=== EXERCISE REQUIREMENTS ===
Could you reproduce all the entries under this sentence exactly, leaving the images aside?

=== Dataset entries ===

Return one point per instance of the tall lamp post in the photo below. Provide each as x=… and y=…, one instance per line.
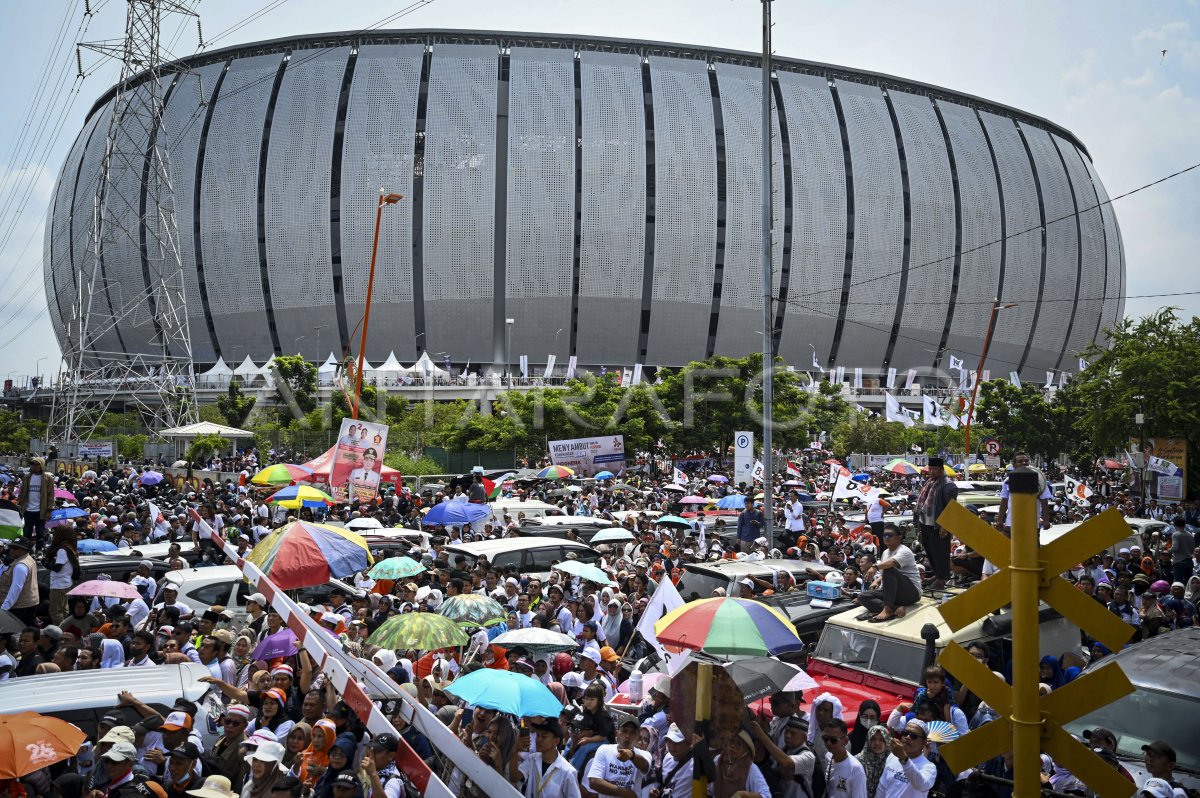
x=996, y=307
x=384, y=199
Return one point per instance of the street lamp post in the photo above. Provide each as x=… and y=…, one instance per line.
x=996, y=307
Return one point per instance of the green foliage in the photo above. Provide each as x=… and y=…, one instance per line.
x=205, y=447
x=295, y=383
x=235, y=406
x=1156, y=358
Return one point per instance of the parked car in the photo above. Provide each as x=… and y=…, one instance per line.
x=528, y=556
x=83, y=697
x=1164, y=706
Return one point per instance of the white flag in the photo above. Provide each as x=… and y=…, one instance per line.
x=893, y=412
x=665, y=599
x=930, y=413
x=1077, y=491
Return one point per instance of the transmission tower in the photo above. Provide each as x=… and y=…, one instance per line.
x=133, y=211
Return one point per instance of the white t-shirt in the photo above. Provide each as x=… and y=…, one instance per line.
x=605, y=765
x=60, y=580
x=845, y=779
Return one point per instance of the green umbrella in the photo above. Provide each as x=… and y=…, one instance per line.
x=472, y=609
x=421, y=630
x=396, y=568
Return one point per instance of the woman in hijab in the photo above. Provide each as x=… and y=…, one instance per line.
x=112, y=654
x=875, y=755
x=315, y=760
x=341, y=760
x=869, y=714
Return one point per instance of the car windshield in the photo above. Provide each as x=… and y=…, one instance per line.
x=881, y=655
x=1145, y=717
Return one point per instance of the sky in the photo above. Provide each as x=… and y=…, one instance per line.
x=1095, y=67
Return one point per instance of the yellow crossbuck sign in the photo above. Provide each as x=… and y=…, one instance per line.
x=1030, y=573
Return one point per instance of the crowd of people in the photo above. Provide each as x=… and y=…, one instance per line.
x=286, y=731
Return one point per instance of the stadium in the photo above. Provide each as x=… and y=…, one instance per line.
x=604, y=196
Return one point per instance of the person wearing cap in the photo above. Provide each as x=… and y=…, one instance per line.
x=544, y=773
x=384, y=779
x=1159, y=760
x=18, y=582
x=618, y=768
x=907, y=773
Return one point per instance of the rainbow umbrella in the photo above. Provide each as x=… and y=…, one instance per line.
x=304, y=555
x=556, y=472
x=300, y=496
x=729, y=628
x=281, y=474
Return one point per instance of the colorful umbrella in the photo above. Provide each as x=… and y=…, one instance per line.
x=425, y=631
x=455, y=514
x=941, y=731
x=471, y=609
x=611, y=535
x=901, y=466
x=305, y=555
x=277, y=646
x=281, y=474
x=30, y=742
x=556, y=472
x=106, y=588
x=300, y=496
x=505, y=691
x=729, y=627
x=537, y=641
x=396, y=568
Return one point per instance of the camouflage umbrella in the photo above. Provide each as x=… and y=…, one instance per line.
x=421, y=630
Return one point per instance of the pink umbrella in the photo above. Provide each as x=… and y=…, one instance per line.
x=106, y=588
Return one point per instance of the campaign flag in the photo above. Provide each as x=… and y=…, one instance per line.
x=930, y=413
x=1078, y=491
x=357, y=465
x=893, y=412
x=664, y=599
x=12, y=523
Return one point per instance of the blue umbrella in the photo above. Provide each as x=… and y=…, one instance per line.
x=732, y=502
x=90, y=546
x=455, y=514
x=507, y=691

=== ANSWER ===
Return one point per instance of the tall lamp post in the photo below. Provide each as x=… and y=…, one instance per line.
x=996, y=307
x=384, y=199
Return one point per instance of the street lamp post in the photo above. Provide each as x=… and y=…, one instance per line.
x=996, y=307
Return one point per instance of the green foliage in the photo above. Provide each as x=… and y=…, one instance per line.
x=205, y=447
x=295, y=383
x=235, y=406
x=1156, y=358
Return one point per instance of the parked car in the photo above. Provide each as x=… and y=…, one instance per line.
x=528, y=556
x=83, y=697
x=1164, y=706
Return one point per instance of the white flag in the photo above. Provide each as x=… and y=…, one instance per line.
x=893, y=412
x=665, y=599
x=930, y=413
x=1077, y=491
Return one point per instance of the transmission tower in the photo above. Provide each as x=… and y=…, one instance per line.
x=133, y=211
Return one point per instance of the white t-shirt in the photo above. Provide each as x=… and y=…, one instance per line.
x=605, y=765
x=60, y=580
x=845, y=779
Return one point per instance of the green umbrella in the photo above. Provide each as x=… and y=…, one instance per line.
x=472, y=609
x=421, y=630
x=396, y=568
Return one point per instance of the woman in hijab in the photo above. Provide each as x=… and y=…, one instance per line.
x=112, y=654
x=875, y=755
x=315, y=760
x=341, y=760
x=869, y=714
Return one point per instance of the car windshield in the photo above. Provide each as x=… and y=…, one instance per line.
x=881, y=655
x=1145, y=717
Return one point per instance of the sky in the photo above. Provide each as x=… and y=…, one instance per line.
x=1095, y=67
Return one point per instance of the yellow crossbuck sign in the photo above. Provide each as x=… and y=…, one instance per line.
x=1030, y=573
Return one point per instance of the crowd of people in the photo above. Provide each as x=… and y=…, one instance per line.
x=286, y=731
Return one point per instance of the stadium in the photo above. Provide each as x=… and y=…, one instance per line.
x=604, y=196
Return one point per instance of the person wearing cap in the photo above. Provide each as x=… and y=…, one instance per line.
x=544, y=773
x=384, y=779
x=1159, y=760
x=18, y=582
x=618, y=768
x=907, y=773
Return one point per instance of the rainbow umbrella in the photo above. Provide each as x=… and y=…, one instance per line.
x=304, y=555
x=556, y=472
x=300, y=496
x=729, y=628
x=281, y=474
Return one point per instance of the colorful umbrella in the photo above. Provide each as x=… and y=…, one instance per line.
x=425, y=631
x=455, y=514
x=941, y=731
x=471, y=609
x=611, y=535
x=901, y=466
x=305, y=555
x=277, y=646
x=281, y=474
x=30, y=742
x=556, y=472
x=106, y=588
x=300, y=496
x=505, y=691
x=729, y=627
x=537, y=641
x=396, y=568
Return one point per instance of the camouflage umbrella in the photo above. Provide each as x=… and y=…, one instance per line.
x=421, y=630
Return one point per instance of the pink umbrella in the photo above. Provide each as x=… and y=…, one instance per line.
x=106, y=588
Return one point per instance of the campaign flag in the photo above. Provide each as x=… and y=…, one instance per line.
x=930, y=413
x=1078, y=491
x=357, y=465
x=893, y=412
x=664, y=599
x=12, y=523
Return one point per instance of the blue umbrella in the photo above. Provide each as x=… and y=…, one instance per line.
x=732, y=502
x=90, y=546
x=455, y=514
x=507, y=691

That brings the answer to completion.